*** MATERIAL FOR THIS EXERCISE ***
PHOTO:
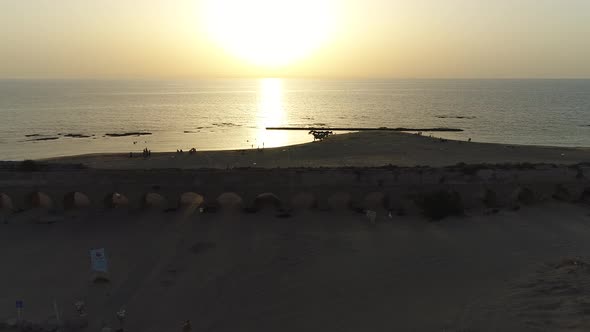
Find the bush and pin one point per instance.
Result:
(29, 166)
(441, 204)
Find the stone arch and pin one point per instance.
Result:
(230, 201)
(115, 200)
(490, 199)
(561, 193)
(38, 199)
(76, 200)
(304, 201)
(153, 200)
(524, 195)
(6, 202)
(340, 201)
(190, 199)
(267, 200)
(375, 201)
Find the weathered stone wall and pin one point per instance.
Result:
(398, 185)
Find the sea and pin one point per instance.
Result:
(52, 118)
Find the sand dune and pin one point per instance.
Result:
(357, 149)
(313, 272)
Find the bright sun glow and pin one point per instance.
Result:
(269, 33)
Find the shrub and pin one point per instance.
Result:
(441, 204)
(29, 166)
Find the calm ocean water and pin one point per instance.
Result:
(232, 114)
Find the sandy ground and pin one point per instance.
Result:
(316, 271)
(356, 149)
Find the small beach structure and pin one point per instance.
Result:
(267, 200)
(76, 200)
(229, 200)
(39, 200)
(5, 202)
(115, 200)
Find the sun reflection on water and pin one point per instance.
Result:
(271, 113)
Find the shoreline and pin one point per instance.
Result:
(359, 149)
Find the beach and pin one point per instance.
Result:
(467, 237)
(362, 149)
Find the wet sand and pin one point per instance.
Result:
(363, 149)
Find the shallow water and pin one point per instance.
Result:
(233, 114)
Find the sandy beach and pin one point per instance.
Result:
(519, 264)
(513, 271)
(363, 149)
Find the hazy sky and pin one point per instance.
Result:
(369, 38)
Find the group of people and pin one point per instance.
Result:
(191, 151)
(146, 153)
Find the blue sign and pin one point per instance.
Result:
(98, 259)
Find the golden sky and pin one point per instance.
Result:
(322, 38)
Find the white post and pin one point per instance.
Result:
(56, 312)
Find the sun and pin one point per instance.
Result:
(269, 33)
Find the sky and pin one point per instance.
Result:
(169, 39)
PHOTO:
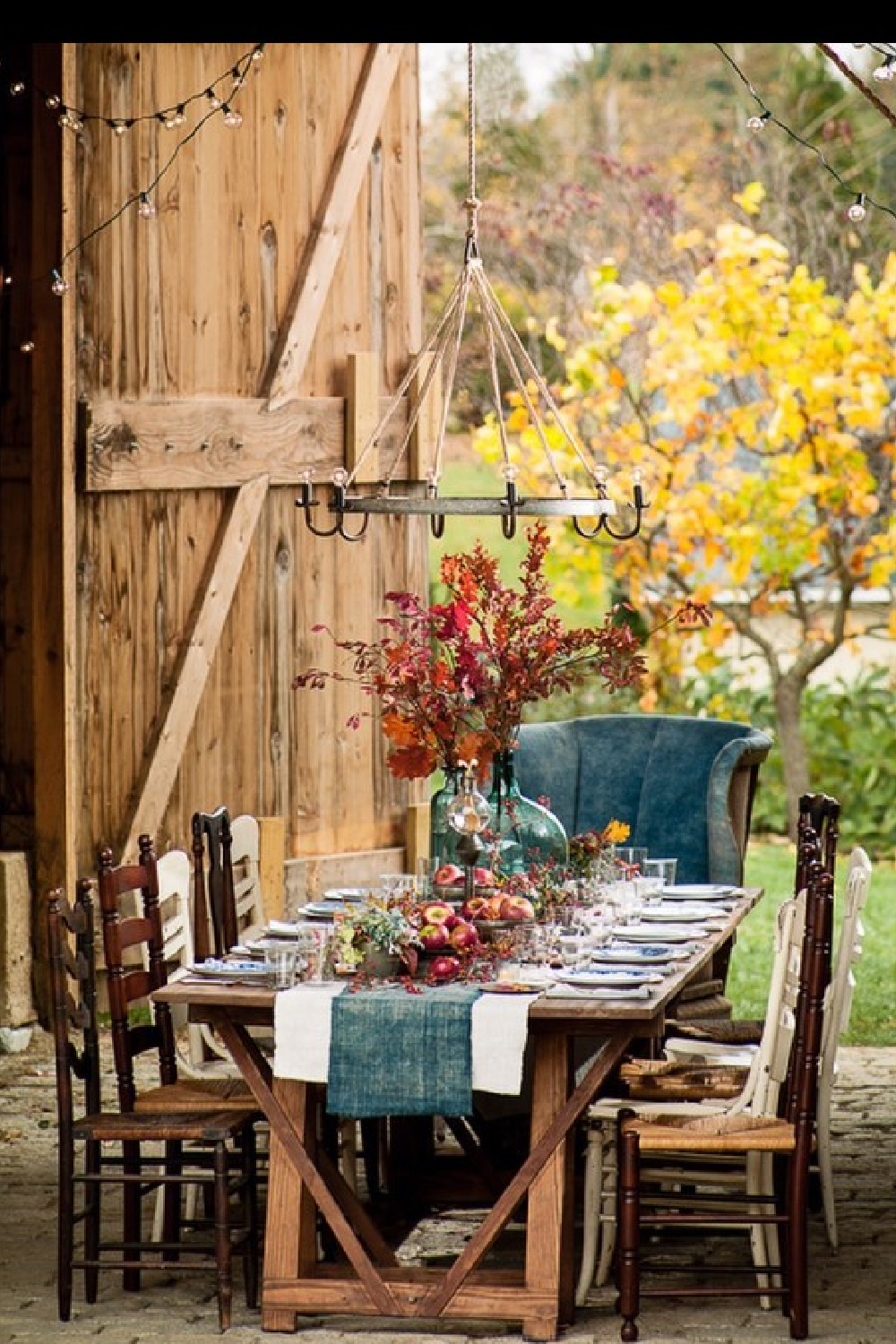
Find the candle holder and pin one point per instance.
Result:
(469, 816)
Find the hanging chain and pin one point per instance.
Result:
(471, 203)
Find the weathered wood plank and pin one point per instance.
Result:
(349, 164)
(54, 519)
(180, 712)
(220, 443)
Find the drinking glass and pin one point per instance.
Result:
(284, 965)
(632, 857)
(662, 868)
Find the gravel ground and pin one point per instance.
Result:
(852, 1298)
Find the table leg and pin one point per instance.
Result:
(546, 1198)
(290, 1234)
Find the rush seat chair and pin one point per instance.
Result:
(783, 1142)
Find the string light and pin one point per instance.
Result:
(863, 201)
(174, 116)
(857, 210)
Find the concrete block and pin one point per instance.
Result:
(16, 1004)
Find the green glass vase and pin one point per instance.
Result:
(524, 831)
(444, 838)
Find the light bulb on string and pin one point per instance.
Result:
(857, 211)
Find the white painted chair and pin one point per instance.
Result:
(758, 1096)
(837, 1010)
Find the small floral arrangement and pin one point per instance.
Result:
(454, 677)
(590, 844)
(376, 924)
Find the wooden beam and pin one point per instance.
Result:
(190, 682)
(51, 211)
(292, 349)
(362, 414)
(214, 443)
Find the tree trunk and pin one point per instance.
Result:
(788, 691)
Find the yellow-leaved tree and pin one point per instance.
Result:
(758, 409)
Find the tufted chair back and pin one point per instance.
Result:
(685, 785)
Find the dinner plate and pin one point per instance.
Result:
(246, 970)
(512, 986)
(564, 986)
(351, 894)
(282, 929)
(699, 892)
(646, 933)
(646, 953)
(605, 978)
(691, 911)
(323, 909)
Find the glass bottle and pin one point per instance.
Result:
(525, 832)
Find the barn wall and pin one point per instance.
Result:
(185, 308)
(193, 316)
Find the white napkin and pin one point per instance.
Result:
(498, 1030)
(303, 1031)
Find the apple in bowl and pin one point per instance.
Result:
(435, 937)
(516, 908)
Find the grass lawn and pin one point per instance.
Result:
(874, 1015)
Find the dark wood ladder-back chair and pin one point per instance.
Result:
(131, 983)
(148, 1150)
(215, 929)
(788, 1137)
(817, 836)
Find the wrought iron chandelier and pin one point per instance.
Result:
(438, 359)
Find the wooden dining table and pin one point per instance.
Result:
(304, 1180)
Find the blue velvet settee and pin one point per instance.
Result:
(685, 785)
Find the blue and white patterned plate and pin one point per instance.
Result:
(606, 978)
(646, 953)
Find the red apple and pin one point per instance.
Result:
(473, 908)
(433, 937)
(492, 908)
(445, 968)
(447, 875)
(463, 935)
(437, 911)
(517, 908)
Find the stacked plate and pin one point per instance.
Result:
(648, 953)
(699, 892)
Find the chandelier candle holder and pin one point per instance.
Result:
(433, 371)
(469, 816)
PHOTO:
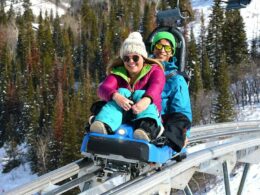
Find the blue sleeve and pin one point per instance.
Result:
(179, 99)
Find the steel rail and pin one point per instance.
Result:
(52, 177)
(197, 133)
(193, 160)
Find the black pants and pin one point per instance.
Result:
(176, 125)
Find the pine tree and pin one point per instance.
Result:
(148, 19)
(235, 44)
(224, 111)
(193, 61)
(215, 43)
(206, 72)
(196, 86)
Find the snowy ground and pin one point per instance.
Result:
(22, 174)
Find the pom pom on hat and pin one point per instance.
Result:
(133, 44)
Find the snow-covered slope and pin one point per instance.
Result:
(250, 14)
(40, 6)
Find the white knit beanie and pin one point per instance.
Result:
(133, 44)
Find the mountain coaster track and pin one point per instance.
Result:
(223, 145)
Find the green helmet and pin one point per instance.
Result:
(164, 35)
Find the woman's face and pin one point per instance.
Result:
(133, 63)
(161, 50)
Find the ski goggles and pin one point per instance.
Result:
(167, 48)
(135, 58)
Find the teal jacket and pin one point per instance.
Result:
(175, 95)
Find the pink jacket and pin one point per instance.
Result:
(151, 80)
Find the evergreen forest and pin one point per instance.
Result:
(51, 65)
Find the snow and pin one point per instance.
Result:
(40, 6)
(16, 177)
(250, 14)
(22, 174)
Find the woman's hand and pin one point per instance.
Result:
(122, 101)
(141, 105)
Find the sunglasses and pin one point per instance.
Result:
(167, 48)
(135, 58)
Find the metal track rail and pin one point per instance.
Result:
(198, 133)
(194, 160)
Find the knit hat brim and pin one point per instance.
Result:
(133, 44)
(163, 35)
*** End of MATERIAL FOR THIS EXERCISE ***
#### WHAT IS REQUIRED
Apart from the images, the entries above must be returned without alteration.

#### THE COMPLETED TASK
PHOTO:
Find the bush and pin one point per instance.
Result:
(29, 166)
(441, 204)
Find the stone arch and pin one point per instance.
Result:
(230, 201)
(115, 200)
(490, 199)
(561, 193)
(38, 199)
(76, 200)
(304, 201)
(153, 200)
(524, 195)
(6, 202)
(340, 201)
(190, 199)
(267, 200)
(375, 201)
Find the weathered stone wall and pin one point per instance.
Result:
(398, 185)
Find the sea and pin one point per instance.
Result:
(52, 118)
Find the sand dune and pin one point per instance.
Result:
(357, 149)
(313, 272)
Find the bright sun glow and pin one point per instance.
Result:
(269, 33)
Find the shrub and pin one point per instance.
Result:
(441, 204)
(29, 166)
Find the calm ocean water and pin one point per instance.
Result:
(232, 114)
Find the sandy ground and pin one point per instance.
Result:
(316, 271)
(356, 149)
Find the small beach structure and pin one point per instance.
Result:
(267, 200)
(76, 200)
(229, 200)
(39, 200)
(5, 202)
(115, 200)
Find the sun reflection on water and pin one point per instance.
Result:
(271, 113)
Find the shoreline and pin one point per instance.
Result:
(359, 149)
Find the beach and pin one point per instance.
Result:
(467, 237)
(362, 149)
Find the wet sand and pin one point per instance.
Result:
(363, 149)
Find the shallow water and pin one point per instance.
Result:
(233, 114)
Find the sandy beach and pin one point per instance.
Result:
(519, 264)
(513, 271)
(363, 149)
Find the hazy sky and pin one point per instance.
Result:
(369, 38)
Find the group of people and pin one point per instance.
Result:
(191, 151)
(146, 153)
Find the blue sign and pin one point per instance.
Result:
(98, 259)
Find the golden sky and pin one point per instance.
Result:
(322, 38)
Find the white post and pin one point per instance.
Result:
(56, 312)
Find the sun and pin one point per instance.
Result:
(269, 33)
Find the sky and pin one point per instance.
Result:
(169, 39)
PHOTO:
Find the candle holder and pin one point per instance.
Result:
(469, 816)
Find the hanging chain and pin one point per instance.
Result:
(471, 203)
Find the weathered wood plank and pin one point per instance.
Result:
(349, 164)
(54, 519)
(180, 712)
(220, 443)
Find the drinking glass and pin one point per instance.
Result:
(284, 965)
(632, 857)
(662, 868)
Find the gravel ground and pin one point per instance.
Result:
(852, 1298)
Find the table leg and pin one point per instance.
Result:
(546, 1198)
(290, 1234)
Find the rush seat chair and pin one point per instance.
Result:
(783, 1142)
Find the string light and pin one point per instance.
Result:
(863, 201)
(174, 116)
(857, 210)
Find the concrete block and pin one point per instance.
Result:
(16, 1004)
Find the green glass vase and pin one point per instance.
Result:
(524, 831)
(444, 838)
Find the light bulb on string and pin one point per instance.
Result:
(857, 211)
Find the white painted chair and pin one point per instance.
Result:
(758, 1096)
(837, 1010)
Find the small floral arrangement and pin one point per instance.
Result:
(454, 677)
(590, 844)
(376, 924)
Find the wooden beam and pin one point per instance.
Result:
(190, 682)
(51, 211)
(292, 349)
(362, 414)
(214, 443)
Find the tree trunk and pin one point per instance.
Result:
(788, 691)
Find the yellow-leaved tree and pin one point per instance.
Result:
(758, 409)
Find the tufted chair back and pin one point per instance.
Result:
(685, 785)
Find the dinner plate and pin one point per instance.
Result:
(246, 970)
(512, 986)
(564, 986)
(351, 894)
(282, 929)
(699, 892)
(646, 933)
(646, 953)
(605, 978)
(691, 911)
(323, 909)
Find the glass bottle and pin one point per instance.
Result:
(525, 832)
Find the barn wall and pin one point per instance.
Result:
(185, 308)
(193, 316)
Find the white napkin and pin one point per instance.
Result:
(498, 1030)
(303, 1031)
Find the apple in bowl and pin one point per instance.
Result:
(435, 937)
(516, 908)
Find the grass lawn and pin one point per instance.
Result:
(874, 1015)
Find the dark wood ladder-back chair and pin one point per instance.
Result:
(131, 983)
(148, 1150)
(215, 929)
(788, 1137)
(817, 836)
Find the wrought iron chandelier and pin one point per instance.
Result:
(438, 359)
Find the wooden dining table and pin one point per instance.
Result:
(304, 1180)
Find the blue velvet settee and pin one point per instance.
Result:
(685, 785)
Find the blue and white patterned plate and pin one point per instance.
Result:
(606, 978)
(646, 953)
Find the red apple and pin one point per instance.
Result:
(473, 908)
(433, 937)
(492, 908)
(445, 968)
(447, 875)
(463, 935)
(437, 911)
(517, 908)
Find the stacked plate and pin one point per instance.
Result:
(648, 953)
(699, 892)
Find the chandelier candle holder and pin one point per instance.
Result:
(433, 371)
(469, 816)
PHOTO:
Find the blue sleeve and pin one point per instance.
Result:
(179, 99)
Find the steel rail and pin one point per instance.
Result:
(52, 177)
(197, 133)
(193, 160)
Find the black pants and pin one point per instance.
Result:
(176, 125)
Find the pine tree and pin one point per instance.
Result:
(148, 19)
(235, 44)
(224, 111)
(193, 61)
(215, 43)
(206, 72)
(196, 86)
Find the snowy ground and pin one point per instance.
Result:
(22, 174)
Find the pom pom on hat and pin one point per instance.
Result:
(133, 44)
Find the snow-covered slope and pin one point per instance.
Result:
(250, 14)
(40, 6)
Find the white knit beanie and pin one point per instance.
Result:
(133, 44)
Find the mountain coaster track and pin one point per instance.
Result:
(223, 145)
Find the green helmet and pin one point per instance.
Result:
(164, 35)
Find the woman's face and pin one point per instance.
Result:
(133, 63)
(161, 50)
Find the ski goggles and pin one point per instance.
Result:
(167, 48)
(135, 58)
Find the teal jacket and pin one point per instance.
Result:
(175, 95)
Find the pink jacket and pin one point per instance.
Result:
(151, 80)
Find the evergreen forest and pin one point per instance.
Result:
(51, 65)
Find the snow and pin one point per instance.
Result:
(40, 6)
(16, 177)
(250, 14)
(22, 174)
Find the woman's hand and pin one point per instance.
Result:
(122, 101)
(141, 105)
Find the sunglasses and pin one point per instance.
Result:
(167, 48)
(135, 58)
Find the metal track rail and pin one point per instance.
Result:
(198, 133)
(194, 160)
Find the knit hat brim and pin one point per instance.
Result:
(133, 44)
(163, 35)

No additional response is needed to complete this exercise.